* [Requirements]
1. Please write out the stretch of the replication bug report from "The test case" through "update more obvious.".
2. Using the replication bug report, answer these:
(a) To whom is the bug assigned?
(b) Between which two versions did the regression appear?
(c) Which engine is specified for the log table?

* [Document extract]
- - - - - - -
Bug #47287 RBR: replication diff on basic case with txn- and non-txn tables in a statement
Submitted: 12 Sep 2009 21:06 Modified: 19 Dec 2009 11:22
Reporter: Elena Stepanova Email Updates:
Status: Closed Impact on me:
None 
Category:MySQL Server: Replication Severity:S2 (Serious)
Version:5.1.38, 5,1,39 OS:Any
Assigned to: Alfranio Correia CPU Architecture:Any
Tags: regression
Triage: Triaged: D2 (Serious) / R1 (None/Negligible) / E1 (None/Negligible)

[12 Sep 2009 21:06] Elena Stepanova
Description:
There was a recent regression (between 5.1.37 and 5.1.38) described in bug#46864: if a transaction contains a multi-row DML statement which involves both transactional and non-transactional engines, the statement fails, and the transaction is followed by a COMMIT, master and slave can end up with different table contents: the statement is correctly rolled back on master, but is applied on slave.

Similarly, if the binlog is used for recovery rather than for replication, the restored data also differs from the original contents.

The bug#46864 is about to be closed in 5.1.39, but it only fixes the problem with SBR, while it still exists for RBR (and MBR if the statement is such that it makes server switch to RBR).

The test case provided in 'how to repeat' section is the same as described in bug#46864, I only modified it so that it fails for both RBR and MBR, eliminated direct modification of auto-increment PK values (which is often said to be a bad thing to do), and made the key values in update more obvious. 

How to repeat:
# t/rpl_failure_rbr_mbr.test

source include/have_innodb.inc;
source include/master-slave.inc;

--disable_query_log
--disable_result_log

connection master;

--disable_warnings
drop database if exists tst;
--enable_warnings
create database tst;
use tst;

create table tb1(
  i1 int NOT NULL auto_increment, primary key (i1),
  i2 int unique key,
  f1 char (15)
) engine=innodb;

insert into tb1 ( i2, f1 ) values
(2,'init'),
(3,'init'),
(4,'init');

create table log (
  i1 int NOT NULL auto_increment, primary key (i1),
  entry_dsc char(100)
) engine=myisam;

delimiter //;
Create trigger tb1_upd after update on tb1 for each row
begin
  insert into log (entry_dsc)
- - - - - - -
Point placement records
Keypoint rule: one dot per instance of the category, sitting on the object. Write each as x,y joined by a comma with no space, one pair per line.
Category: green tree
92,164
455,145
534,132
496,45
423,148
- - - - - - -
* [Solved tasks]
1.
The test case provided in 'how to repeat' section is the same as described in bug#46864, I only modified it so that it fails for both RBR and MBR, eliminated direct modification of auto-increment PK values (which is often said to be a bad thing to do), and made the key values in update more obvious.

2.
(a) Alfranio Correia
(b) 5.1.37 and 5.1.38
(c) MyISAM